=== Work required ===
A word-for-word repetition of all the entries is needed.

--- START ---

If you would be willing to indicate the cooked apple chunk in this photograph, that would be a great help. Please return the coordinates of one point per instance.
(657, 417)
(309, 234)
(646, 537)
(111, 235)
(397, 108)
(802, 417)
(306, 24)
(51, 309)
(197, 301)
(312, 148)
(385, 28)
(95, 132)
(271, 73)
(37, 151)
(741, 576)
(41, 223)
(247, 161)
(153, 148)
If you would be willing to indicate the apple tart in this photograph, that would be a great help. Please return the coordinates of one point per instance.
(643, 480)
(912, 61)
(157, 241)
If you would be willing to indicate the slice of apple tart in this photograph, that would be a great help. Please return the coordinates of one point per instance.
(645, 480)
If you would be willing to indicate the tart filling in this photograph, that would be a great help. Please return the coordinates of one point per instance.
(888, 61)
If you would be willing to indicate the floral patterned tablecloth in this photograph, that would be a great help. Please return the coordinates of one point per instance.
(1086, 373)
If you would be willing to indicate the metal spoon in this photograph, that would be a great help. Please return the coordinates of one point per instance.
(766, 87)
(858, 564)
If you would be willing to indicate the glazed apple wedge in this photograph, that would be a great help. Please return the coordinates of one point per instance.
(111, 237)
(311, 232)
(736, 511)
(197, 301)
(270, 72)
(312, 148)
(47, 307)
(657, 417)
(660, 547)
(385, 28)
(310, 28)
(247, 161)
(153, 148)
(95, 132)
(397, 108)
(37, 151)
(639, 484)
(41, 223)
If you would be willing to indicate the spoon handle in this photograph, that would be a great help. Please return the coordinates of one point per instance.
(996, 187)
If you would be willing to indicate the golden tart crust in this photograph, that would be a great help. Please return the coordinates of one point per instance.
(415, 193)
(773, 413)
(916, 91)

--- END ---

=== Response to the task ===
If you would be willing to indicate the cooked apple chunk in this photograph, that would be a great help. Please return the coordinates of one point per instance.
(657, 417)
(309, 234)
(646, 537)
(111, 235)
(397, 108)
(802, 417)
(306, 24)
(51, 309)
(197, 301)
(312, 148)
(385, 28)
(95, 132)
(271, 73)
(37, 151)
(741, 576)
(41, 223)
(247, 161)
(153, 148)
If you would be willing to indicate the apple tart in this photograph, that would be a great help. Please return the coordinates of one point per instance.
(643, 480)
(912, 61)
(157, 241)
If you would be willing to indicate the slice of apple tart in this photograph, that would be a great help. Please return the coordinates of one point per instance.
(645, 480)
If you would be willing to indicate the tart filling in this photograph, that would be a great help. Please return the coordinates of one point per instance.
(888, 61)
If you would be willing to indicate the floral patterned tablecloth in this photograph, that would be a great help. Please return the coordinates of one point per instance.
(1086, 373)
If you would be willing to indicate the metal spoon in this photograph, that would be a great help. Please return the coordinates of one point per instance.
(766, 87)
(858, 564)
If you would be willing to indicate the glazed apple wedge in this photograph, that would be a great help. Please return the coordinates of one point per instance.
(111, 237)
(311, 232)
(736, 511)
(197, 301)
(270, 72)
(312, 148)
(47, 307)
(657, 417)
(660, 547)
(385, 28)
(310, 28)
(247, 161)
(153, 148)
(95, 132)
(397, 108)
(37, 151)
(639, 484)
(41, 223)
If you would be willing to indicate the spoon handle in this photograph, that would be a great help. Please return the coordinates of one point per instance.
(996, 187)
If you would be willing to indicate the golden tart crust in this photograph, that would be a great help. Please return the coordinates of one point per instance.
(415, 193)
(773, 413)
(916, 91)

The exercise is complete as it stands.